WORK TO BE COMPLETED:
Could you repeat the lines below word for word, leaving the pictures out of your reply?

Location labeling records
------------------------------

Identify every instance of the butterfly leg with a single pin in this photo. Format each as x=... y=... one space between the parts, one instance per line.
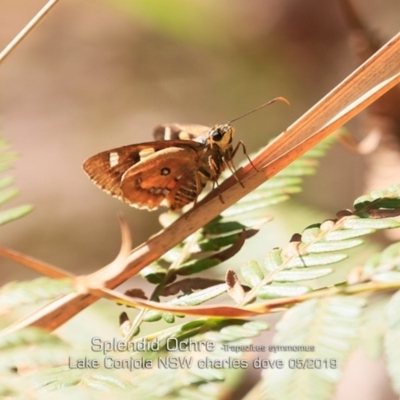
x=244 y=152
x=233 y=170
x=216 y=185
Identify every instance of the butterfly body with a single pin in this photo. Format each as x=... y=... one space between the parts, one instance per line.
x=171 y=171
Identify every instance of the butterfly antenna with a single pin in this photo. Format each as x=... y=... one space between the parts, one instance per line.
x=262 y=106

------------------------------

OUTPUT OF THE EXERCISE:
Identify every instance of the butterfly leg with a single pin in this photo. Format each as x=... y=... one space between the parts, one instance per line.
x=244 y=152
x=233 y=170
x=216 y=185
Identify every instance of the butterfly body with a single pin in this photo. Format each as x=... y=... one space between the parts, one instance per line.
x=171 y=171
Identify every instance of the butterfly antenna with a single pin in this photo. Format each as x=... y=... one space between the parts, one instance per line.
x=262 y=106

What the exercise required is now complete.